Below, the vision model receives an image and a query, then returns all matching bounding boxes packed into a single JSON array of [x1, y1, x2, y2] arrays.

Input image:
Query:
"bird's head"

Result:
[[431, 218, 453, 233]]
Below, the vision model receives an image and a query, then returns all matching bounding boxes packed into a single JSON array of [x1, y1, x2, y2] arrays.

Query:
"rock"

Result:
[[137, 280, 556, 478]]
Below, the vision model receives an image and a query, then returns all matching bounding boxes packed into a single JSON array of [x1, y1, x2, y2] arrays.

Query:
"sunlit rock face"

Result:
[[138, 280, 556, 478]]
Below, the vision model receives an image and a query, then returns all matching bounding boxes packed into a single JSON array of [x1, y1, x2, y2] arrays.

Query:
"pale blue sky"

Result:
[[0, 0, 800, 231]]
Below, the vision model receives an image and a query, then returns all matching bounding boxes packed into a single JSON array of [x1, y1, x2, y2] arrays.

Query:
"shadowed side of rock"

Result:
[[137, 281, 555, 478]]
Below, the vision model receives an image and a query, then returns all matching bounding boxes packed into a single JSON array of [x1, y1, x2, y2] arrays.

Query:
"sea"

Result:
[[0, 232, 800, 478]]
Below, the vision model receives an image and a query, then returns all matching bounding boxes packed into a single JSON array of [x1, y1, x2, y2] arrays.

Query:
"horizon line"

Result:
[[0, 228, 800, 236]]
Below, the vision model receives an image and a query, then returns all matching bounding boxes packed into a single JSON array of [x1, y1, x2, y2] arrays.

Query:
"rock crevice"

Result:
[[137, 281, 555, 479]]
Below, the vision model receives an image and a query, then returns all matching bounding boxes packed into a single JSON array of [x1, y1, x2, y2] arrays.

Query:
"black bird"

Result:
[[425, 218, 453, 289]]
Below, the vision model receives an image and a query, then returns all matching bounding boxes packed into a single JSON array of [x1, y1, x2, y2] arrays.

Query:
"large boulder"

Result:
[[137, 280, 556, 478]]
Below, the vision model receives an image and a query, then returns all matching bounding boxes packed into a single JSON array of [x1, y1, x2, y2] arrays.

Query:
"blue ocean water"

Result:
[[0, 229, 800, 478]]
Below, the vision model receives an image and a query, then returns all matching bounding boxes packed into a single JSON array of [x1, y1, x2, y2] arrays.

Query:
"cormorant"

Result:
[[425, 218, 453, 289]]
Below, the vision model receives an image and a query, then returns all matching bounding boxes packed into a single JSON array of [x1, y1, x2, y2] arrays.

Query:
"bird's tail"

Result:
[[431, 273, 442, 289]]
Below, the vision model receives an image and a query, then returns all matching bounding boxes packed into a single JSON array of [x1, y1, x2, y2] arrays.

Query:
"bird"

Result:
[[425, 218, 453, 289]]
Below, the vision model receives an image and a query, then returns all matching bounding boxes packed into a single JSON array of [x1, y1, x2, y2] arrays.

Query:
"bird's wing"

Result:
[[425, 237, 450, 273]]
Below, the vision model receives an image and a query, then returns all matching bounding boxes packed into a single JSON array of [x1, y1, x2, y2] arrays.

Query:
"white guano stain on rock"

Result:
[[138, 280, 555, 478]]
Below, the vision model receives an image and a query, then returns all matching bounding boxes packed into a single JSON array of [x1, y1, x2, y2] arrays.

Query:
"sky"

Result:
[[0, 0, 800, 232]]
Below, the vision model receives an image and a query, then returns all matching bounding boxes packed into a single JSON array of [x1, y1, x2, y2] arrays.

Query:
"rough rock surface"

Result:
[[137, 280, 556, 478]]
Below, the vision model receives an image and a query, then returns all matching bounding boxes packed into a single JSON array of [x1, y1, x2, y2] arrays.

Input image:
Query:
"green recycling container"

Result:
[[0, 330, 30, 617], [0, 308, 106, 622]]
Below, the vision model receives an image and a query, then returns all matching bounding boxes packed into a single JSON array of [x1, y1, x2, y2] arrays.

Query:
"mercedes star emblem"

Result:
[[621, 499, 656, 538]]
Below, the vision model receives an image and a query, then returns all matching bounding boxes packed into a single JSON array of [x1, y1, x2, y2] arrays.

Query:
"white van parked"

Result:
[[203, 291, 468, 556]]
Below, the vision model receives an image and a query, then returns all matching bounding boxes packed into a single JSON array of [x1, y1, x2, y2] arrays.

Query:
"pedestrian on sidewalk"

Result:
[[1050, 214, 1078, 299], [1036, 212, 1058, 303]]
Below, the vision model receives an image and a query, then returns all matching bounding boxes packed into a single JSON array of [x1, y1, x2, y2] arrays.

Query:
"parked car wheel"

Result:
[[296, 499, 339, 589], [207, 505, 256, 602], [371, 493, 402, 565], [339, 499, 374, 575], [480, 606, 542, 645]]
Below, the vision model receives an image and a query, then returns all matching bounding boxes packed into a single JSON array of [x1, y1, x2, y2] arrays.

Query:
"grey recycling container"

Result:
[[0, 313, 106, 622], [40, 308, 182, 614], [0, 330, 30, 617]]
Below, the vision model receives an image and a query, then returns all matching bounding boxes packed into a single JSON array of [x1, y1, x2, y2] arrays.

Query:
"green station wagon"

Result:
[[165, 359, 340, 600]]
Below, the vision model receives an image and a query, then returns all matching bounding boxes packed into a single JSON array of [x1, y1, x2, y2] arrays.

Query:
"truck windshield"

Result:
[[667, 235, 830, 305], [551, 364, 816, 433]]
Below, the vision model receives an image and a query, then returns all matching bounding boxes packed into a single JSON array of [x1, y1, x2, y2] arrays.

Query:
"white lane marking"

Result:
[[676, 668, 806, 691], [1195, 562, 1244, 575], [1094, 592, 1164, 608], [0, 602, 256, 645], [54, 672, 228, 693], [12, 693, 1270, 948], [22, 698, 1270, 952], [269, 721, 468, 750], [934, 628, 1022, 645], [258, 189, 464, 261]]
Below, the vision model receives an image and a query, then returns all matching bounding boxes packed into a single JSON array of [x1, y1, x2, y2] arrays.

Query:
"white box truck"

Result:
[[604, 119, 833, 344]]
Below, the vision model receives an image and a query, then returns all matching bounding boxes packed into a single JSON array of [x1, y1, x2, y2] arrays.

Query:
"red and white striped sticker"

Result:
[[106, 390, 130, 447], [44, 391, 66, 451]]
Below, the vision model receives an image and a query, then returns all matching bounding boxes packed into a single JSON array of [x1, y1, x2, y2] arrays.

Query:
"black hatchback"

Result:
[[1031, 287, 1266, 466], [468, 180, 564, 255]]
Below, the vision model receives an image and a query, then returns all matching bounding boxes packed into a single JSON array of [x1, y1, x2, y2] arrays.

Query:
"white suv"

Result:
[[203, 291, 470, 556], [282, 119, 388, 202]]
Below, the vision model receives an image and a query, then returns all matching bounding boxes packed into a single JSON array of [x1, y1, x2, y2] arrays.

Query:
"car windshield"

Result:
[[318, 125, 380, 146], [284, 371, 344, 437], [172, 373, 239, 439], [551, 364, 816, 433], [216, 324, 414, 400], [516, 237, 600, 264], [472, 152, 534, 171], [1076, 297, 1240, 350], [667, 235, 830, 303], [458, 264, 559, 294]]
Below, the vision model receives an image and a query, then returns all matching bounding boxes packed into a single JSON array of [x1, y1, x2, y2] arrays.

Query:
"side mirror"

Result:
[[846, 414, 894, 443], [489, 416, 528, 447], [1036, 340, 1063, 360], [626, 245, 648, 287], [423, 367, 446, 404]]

———

Pull out every line of the records that contains the word "green".

"green recycling container"
"green station wagon"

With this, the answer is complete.